* [Что сделать]: Можете дословно повторить все строки ниже, опустив в ответе картинки?

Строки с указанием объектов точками
+++
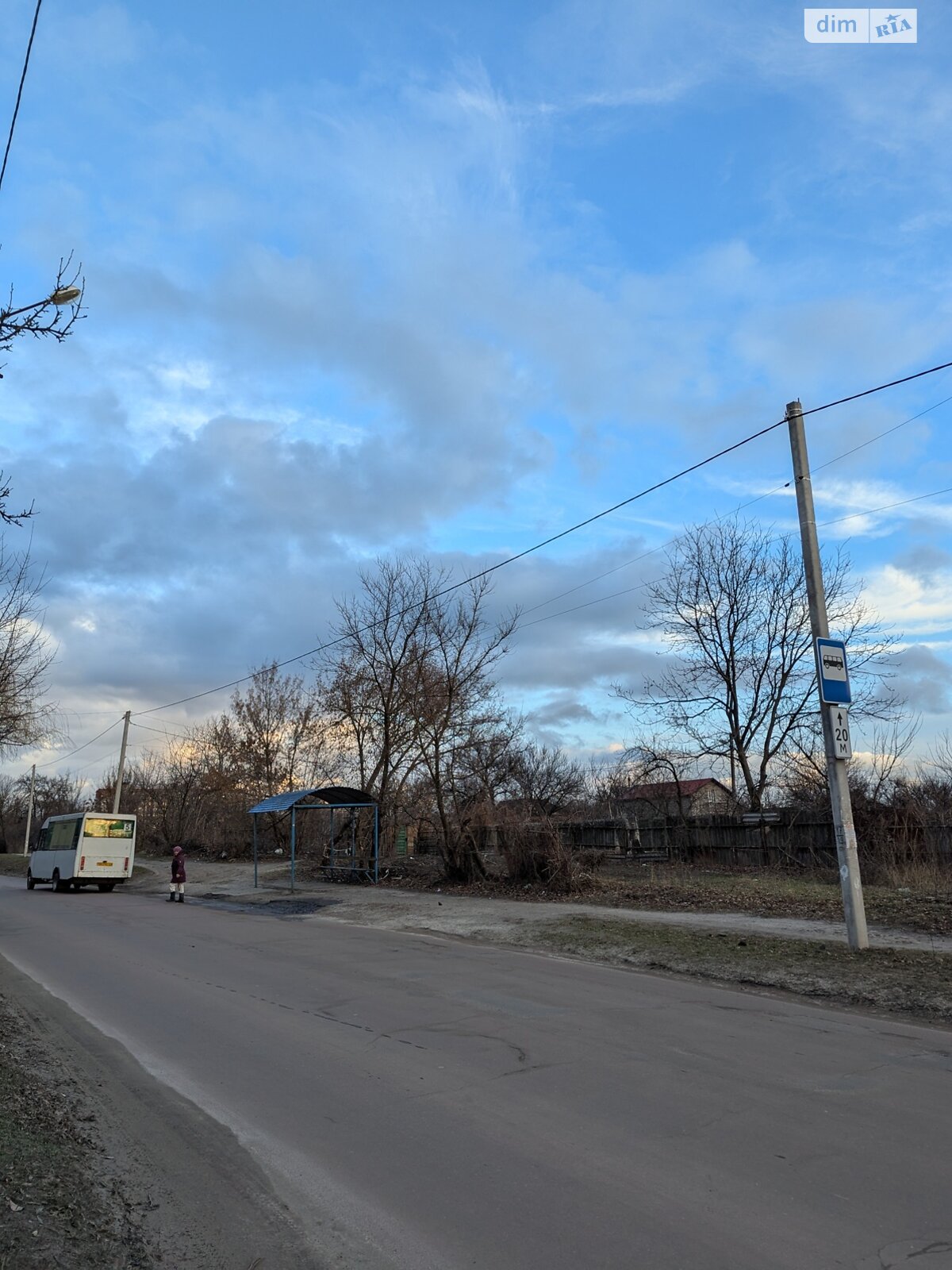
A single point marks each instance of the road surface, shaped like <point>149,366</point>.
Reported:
<point>433,1104</point>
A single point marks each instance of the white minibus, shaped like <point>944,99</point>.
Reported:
<point>84,849</point>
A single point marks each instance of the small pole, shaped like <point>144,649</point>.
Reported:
<point>122,761</point>
<point>29,808</point>
<point>292,849</point>
<point>844,831</point>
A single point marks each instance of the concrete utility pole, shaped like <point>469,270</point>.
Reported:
<point>122,761</point>
<point>29,808</point>
<point>844,832</point>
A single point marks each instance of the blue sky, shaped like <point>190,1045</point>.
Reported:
<point>448,279</point>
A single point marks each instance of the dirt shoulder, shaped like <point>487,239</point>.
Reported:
<point>102,1168</point>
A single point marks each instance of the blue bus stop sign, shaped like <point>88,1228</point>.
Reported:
<point>831,671</point>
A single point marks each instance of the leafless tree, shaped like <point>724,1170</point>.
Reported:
<point>25,656</point>
<point>742,686</point>
<point>371,677</point>
<point>459,706</point>
<point>279,734</point>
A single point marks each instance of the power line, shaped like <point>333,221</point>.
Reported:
<point>740,507</point>
<point>61,757</point>
<point>888,507</point>
<point>162,732</point>
<point>562,533</point>
<point>19,93</point>
<point>643,586</point>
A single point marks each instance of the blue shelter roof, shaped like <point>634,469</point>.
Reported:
<point>334,795</point>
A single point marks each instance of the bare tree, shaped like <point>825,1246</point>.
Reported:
<point>278,732</point>
<point>371,677</point>
<point>25,656</point>
<point>459,708</point>
<point>546,778</point>
<point>742,687</point>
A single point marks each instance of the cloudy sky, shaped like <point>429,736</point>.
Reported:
<point>450,277</point>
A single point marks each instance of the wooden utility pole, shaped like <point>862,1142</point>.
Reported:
<point>29,808</point>
<point>122,761</point>
<point>841,803</point>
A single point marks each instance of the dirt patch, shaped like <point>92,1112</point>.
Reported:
<point>674,888</point>
<point>130,1178</point>
<point>907,982</point>
<point>60,1202</point>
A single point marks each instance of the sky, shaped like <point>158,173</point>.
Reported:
<point>450,279</point>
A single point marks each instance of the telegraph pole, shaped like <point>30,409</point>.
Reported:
<point>841,803</point>
<point>122,761</point>
<point>29,808</point>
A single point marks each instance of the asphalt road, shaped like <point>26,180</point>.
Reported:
<point>428,1103</point>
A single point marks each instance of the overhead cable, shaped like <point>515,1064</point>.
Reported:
<point>556,537</point>
<point>19,93</point>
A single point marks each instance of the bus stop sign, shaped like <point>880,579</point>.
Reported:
<point>831,671</point>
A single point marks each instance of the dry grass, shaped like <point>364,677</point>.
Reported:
<point>913,983</point>
<point>922,901</point>
<point>57,1208</point>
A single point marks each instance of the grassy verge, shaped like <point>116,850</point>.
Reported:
<point>923,906</point>
<point>919,902</point>
<point>56,1208</point>
<point>903,982</point>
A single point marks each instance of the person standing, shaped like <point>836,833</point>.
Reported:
<point>177,887</point>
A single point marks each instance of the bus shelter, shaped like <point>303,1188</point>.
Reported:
<point>343,857</point>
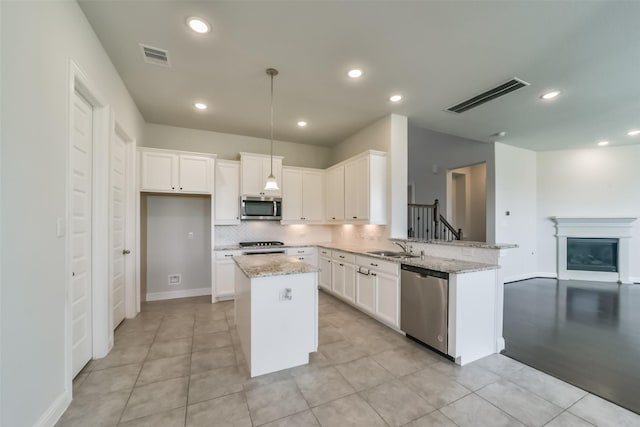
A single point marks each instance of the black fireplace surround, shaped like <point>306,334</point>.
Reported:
+++
* [Результат упражнения]:
A single point marks each instance of the road surface, shaped like <point>149,366</point>.
Reported:
<point>433,1104</point>
A single point marks each instance of the white minibus, shaped like <point>944,99</point>.
Reported:
<point>84,849</point>
A single point marks each instance of the small pole, shaped like <point>144,649</point>.
Reported:
<point>122,761</point>
<point>29,808</point>
<point>292,849</point>
<point>844,831</point>
A single point marks each instance of the concrete utility pole, shaped like <point>469,270</point>.
Reported:
<point>122,761</point>
<point>29,808</point>
<point>844,832</point>
A single point marks each instance of the blue sky, shaped like <point>190,1045</point>.
Reported:
<point>448,279</point>
A single point marks each instance of the dirt shoulder, shaped like <point>487,239</point>.
Reported:
<point>102,1168</point>
A single point marks each instance of the blue bus stop sign, shaped like <point>88,1228</point>.
Reported:
<point>831,671</point>
A single point marks each instance of the leafless tree, shaped like <point>724,1170</point>.
Reported:
<point>25,656</point>
<point>742,686</point>
<point>371,677</point>
<point>459,706</point>
<point>279,734</point>
A single point marks each instance of the power line, shaped like <point>333,221</point>.
Reported:
<point>740,507</point>
<point>61,757</point>
<point>888,507</point>
<point>162,732</point>
<point>562,533</point>
<point>19,93</point>
<point>643,586</point>
A single point marks each instance of the blue shelter roof, shaped like <point>634,469</point>.
Reported:
<point>334,795</point>
A single point marks each instance of the bare tree, shaped like <point>825,1246</point>.
Reported:
<point>278,732</point>
<point>371,677</point>
<point>25,656</point>
<point>459,708</point>
<point>546,778</point>
<point>742,687</point>
A single point marks each instance of the cloudy sky, shaped like <point>429,736</point>.
Reported:
<point>450,277</point>
A single point marks each instance of the wooden utility pole, shaped like <point>862,1142</point>.
Reported:
<point>29,808</point>
<point>122,761</point>
<point>841,803</point>
A single point marks each instance of the dirt patch, shaped like <point>92,1112</point>.
Reported:
<point>674,888</point>
<point>130,1178</point>
<point>907,982</point>
<point>60,1202</point>
A single point marks each instance of the sky, shaped like <point>158,173</point>.
Reported:
<point>450,279</point>
A single point marks each instance of the telegraph pole, shaped like <point>30,409</point>.
Reported:
<point>841,803</point>
<point>122,761</point>
<point>29,808</point>
A single point marks each instance of the asphalt road, shaped like <point>26,180</point>.
Reported:
<point>428,1103</point>
A single point marks each instance of the overhead cable, shaped like <point>515,1064</point>.
Reported:
<point>556,537</point>
<point>19,93</point>
A single point marks each instance of the bus stop sign, shaped like <point>880,579</point>.
Reported:
<point>831,671</point>
A single point marks each instance of the dry grass, shaped like <point>364,677</point>.
Reported:
<point>913,983</point>
<point>922,901</point>
<point>57,1208</point>
A single point marks each instance of the grassy verge, shaped like <point>116,850</point>.
Reported:
<point>923,906</point>
<point>919,902</point>
<point>56,1208</point>
<point>903,982</point>
A single point marks each instance of the person standing, shaped like <point>836,833</point>.
Reported:
<point>177,887</point>
A single point marks each instance of the bus shelter, shaped like <point>303,1188</point>.
Reported:
<point>343,857</point>
A single point marks each instance of the black fireplace surround, shaped like <point>306,334</point>.
Reported:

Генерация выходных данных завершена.